>> begin

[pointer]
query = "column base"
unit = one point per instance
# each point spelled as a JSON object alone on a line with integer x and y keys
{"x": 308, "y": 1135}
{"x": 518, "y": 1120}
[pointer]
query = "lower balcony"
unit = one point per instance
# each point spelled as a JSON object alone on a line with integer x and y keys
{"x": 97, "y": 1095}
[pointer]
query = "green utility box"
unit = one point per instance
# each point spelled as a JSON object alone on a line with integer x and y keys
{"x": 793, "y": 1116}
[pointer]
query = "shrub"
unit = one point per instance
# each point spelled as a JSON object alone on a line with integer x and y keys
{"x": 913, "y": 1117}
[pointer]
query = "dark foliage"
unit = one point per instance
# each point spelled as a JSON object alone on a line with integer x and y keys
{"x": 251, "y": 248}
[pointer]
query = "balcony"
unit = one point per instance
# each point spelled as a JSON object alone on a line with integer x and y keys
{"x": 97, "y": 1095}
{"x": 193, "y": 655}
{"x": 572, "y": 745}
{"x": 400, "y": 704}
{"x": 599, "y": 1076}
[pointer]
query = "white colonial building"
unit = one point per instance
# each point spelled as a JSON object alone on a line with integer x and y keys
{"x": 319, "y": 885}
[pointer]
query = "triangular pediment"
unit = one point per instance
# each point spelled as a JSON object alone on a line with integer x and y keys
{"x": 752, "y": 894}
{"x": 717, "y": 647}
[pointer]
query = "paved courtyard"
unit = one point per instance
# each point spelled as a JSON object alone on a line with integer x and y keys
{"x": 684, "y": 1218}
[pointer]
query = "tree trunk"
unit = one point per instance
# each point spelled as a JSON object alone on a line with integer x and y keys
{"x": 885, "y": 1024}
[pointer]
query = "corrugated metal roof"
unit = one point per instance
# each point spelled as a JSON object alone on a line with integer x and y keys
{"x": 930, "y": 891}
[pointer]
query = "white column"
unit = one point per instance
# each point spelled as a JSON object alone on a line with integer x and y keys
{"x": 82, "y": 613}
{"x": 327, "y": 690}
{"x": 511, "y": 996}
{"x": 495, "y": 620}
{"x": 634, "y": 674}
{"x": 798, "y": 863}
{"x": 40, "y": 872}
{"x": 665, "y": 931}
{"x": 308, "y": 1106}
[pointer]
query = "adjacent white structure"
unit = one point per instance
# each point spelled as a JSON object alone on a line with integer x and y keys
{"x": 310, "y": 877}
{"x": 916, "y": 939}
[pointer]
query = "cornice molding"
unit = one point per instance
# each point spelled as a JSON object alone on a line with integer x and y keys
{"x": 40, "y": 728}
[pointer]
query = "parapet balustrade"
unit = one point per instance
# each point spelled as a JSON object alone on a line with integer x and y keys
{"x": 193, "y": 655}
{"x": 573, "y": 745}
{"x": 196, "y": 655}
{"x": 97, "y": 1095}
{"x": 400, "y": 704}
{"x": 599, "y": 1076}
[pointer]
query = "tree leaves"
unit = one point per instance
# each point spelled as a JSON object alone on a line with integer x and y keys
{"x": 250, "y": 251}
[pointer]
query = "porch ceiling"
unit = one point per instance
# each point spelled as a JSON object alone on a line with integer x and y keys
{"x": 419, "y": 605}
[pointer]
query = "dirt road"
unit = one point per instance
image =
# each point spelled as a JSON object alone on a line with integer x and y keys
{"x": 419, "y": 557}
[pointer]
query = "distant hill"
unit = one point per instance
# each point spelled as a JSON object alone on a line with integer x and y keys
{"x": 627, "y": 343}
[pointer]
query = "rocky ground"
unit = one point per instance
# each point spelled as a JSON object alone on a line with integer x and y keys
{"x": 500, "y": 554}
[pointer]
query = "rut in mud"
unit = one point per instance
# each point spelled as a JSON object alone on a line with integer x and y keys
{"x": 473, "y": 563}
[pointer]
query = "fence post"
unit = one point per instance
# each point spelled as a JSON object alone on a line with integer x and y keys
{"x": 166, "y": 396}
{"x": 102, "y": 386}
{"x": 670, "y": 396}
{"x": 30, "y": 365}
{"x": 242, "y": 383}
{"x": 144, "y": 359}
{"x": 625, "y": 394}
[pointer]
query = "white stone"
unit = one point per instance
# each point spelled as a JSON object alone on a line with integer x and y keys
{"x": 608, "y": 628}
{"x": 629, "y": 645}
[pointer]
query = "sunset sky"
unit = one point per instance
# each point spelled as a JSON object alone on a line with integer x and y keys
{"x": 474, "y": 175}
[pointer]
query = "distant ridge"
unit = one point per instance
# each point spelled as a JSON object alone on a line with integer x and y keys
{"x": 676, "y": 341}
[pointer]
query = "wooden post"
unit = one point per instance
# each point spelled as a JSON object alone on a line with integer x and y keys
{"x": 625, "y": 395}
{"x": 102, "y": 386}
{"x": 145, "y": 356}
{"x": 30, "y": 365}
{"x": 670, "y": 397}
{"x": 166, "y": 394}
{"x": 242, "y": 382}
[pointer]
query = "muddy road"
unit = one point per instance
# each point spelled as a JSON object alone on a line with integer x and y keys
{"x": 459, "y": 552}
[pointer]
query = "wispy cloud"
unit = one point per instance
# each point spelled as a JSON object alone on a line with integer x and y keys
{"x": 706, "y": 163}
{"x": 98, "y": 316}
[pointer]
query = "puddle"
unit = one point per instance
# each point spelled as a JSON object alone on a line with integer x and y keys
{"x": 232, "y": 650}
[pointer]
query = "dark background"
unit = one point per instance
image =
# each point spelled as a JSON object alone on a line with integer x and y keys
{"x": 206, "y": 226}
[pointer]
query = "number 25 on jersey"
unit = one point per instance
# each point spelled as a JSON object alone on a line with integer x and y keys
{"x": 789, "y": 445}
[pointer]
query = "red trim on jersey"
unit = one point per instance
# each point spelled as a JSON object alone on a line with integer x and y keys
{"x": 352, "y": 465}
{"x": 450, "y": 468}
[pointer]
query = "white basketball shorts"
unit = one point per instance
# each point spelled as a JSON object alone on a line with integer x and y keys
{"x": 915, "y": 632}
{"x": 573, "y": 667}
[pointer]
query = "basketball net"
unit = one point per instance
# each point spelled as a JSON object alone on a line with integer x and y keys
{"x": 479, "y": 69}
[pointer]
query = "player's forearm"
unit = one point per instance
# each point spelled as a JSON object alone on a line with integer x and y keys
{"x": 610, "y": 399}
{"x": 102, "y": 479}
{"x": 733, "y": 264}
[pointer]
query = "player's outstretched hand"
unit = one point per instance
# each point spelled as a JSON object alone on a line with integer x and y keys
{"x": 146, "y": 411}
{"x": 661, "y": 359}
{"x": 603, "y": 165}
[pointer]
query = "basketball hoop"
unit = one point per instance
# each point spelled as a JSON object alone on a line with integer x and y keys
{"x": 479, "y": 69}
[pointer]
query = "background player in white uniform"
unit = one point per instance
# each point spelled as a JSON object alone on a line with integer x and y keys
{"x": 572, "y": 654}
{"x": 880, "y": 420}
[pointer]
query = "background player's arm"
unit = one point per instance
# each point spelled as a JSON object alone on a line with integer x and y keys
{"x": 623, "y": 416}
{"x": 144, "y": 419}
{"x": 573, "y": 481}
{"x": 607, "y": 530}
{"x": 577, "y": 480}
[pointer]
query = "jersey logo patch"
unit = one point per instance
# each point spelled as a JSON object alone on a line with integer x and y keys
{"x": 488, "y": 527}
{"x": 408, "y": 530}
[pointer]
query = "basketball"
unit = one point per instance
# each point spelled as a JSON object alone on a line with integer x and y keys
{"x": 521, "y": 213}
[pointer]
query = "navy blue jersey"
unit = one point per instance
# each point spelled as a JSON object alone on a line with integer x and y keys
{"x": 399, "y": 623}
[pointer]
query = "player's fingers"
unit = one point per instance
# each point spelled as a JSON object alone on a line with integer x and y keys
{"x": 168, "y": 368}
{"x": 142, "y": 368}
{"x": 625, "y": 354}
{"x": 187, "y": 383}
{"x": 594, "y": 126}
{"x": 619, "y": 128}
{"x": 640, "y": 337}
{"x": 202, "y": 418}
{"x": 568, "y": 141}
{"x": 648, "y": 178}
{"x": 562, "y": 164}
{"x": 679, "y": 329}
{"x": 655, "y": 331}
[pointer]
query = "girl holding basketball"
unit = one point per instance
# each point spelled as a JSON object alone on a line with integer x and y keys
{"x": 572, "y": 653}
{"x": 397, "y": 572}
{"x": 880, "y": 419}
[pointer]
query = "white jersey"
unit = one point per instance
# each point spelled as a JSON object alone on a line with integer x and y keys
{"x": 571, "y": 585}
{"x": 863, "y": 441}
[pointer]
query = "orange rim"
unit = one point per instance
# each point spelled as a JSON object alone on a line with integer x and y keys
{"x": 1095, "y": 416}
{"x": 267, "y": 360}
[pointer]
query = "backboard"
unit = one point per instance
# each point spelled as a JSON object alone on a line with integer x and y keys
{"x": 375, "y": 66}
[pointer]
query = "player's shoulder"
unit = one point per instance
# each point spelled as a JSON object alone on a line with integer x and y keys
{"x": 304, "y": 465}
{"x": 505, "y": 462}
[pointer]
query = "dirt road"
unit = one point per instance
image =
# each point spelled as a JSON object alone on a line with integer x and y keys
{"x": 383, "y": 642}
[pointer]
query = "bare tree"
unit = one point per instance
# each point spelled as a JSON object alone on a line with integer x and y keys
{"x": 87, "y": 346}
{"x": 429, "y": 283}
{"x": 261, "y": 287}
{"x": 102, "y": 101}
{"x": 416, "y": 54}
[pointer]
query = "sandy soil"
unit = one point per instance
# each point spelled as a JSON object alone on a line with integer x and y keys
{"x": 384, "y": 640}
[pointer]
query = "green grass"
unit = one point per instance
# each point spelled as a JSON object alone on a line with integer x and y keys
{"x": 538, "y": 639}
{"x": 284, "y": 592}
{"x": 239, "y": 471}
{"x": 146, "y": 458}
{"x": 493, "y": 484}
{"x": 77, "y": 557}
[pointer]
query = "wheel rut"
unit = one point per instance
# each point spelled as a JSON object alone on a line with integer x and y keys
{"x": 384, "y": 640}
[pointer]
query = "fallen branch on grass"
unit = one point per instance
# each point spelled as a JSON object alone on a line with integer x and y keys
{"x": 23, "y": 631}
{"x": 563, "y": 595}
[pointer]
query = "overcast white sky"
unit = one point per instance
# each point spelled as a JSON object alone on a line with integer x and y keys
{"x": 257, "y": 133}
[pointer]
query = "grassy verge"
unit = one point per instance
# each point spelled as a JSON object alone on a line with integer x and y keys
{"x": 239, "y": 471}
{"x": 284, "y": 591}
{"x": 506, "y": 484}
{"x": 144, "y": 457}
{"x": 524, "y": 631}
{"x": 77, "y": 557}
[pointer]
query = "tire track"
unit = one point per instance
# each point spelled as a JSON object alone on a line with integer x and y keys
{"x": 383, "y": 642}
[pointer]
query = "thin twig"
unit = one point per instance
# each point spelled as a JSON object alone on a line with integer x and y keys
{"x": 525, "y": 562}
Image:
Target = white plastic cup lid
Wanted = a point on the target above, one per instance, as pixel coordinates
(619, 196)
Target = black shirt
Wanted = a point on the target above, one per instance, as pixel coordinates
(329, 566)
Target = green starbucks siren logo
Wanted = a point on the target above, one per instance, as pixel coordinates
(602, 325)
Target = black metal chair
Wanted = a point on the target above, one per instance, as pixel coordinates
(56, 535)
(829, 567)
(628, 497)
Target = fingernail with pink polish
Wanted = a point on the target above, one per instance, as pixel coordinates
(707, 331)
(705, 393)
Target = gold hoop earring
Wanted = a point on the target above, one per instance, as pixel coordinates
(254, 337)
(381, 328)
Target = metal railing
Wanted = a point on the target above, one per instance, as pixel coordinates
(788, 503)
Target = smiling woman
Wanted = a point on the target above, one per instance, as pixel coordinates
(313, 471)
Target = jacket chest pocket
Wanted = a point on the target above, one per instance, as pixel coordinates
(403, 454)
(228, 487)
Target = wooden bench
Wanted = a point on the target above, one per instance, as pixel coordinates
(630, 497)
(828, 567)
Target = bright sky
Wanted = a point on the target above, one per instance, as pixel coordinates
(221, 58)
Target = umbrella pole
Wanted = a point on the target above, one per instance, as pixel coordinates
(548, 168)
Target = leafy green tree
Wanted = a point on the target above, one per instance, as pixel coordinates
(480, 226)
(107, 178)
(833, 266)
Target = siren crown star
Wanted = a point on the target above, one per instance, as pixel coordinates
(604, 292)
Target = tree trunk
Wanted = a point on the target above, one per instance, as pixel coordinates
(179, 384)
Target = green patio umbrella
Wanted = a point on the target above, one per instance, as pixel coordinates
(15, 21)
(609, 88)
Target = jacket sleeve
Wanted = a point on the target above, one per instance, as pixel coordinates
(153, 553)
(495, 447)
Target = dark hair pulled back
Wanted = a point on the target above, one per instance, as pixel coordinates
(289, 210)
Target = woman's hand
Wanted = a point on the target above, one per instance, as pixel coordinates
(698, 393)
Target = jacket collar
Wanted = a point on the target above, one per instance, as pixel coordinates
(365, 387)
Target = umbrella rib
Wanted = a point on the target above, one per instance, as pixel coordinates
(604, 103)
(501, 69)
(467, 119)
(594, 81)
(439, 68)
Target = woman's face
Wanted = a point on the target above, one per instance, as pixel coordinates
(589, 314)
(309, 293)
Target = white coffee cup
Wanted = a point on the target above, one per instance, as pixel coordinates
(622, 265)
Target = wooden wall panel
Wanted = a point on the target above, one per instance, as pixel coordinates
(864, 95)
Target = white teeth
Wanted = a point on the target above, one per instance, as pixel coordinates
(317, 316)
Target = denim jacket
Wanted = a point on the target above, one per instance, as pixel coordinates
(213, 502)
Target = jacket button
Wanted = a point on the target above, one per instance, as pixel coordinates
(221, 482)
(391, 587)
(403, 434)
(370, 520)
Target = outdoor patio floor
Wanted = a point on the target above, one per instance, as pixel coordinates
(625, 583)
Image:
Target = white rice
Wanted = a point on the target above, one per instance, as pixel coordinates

>> end

Description of the task:
Repeat exactly, and only, the lines from the line containing "Target = woman's face" through the last line of the records above, both included.

Solution below:
Target = woman's face
Wanted = a point on the target above, one per instance, as pixel coordinates
(589, 314)
(309, 293)
Target = white coffee cup
Wanted = a point on the target above, one per instance, as pixel coordinates
(622, 265)
Target = wooden wall panel
Wanted = a point on the target above, one per instance, as pixel coordinates
(864, 95)
Target = white teeth
Wanted = a point on the target above, one per instance, as pixel coordinates
(317, 316)
Target = denim jacket
Wanted = a point on the target above, one per instance, as pixel coordinates
(213, 502)
Target = jacket button
Wanted = a point on the target above, one per instance, as pixel coordinates
(221, 482)
(391, 587)
(403, 434)
(370, 520)
Target = outdoor patio floor
Wanted = a point on the target above, one per instance, as pixel coordinates
(625, 583)
Image:
Target = white rice
Wanted = a point on the target above, one per instance, as pixel coordinates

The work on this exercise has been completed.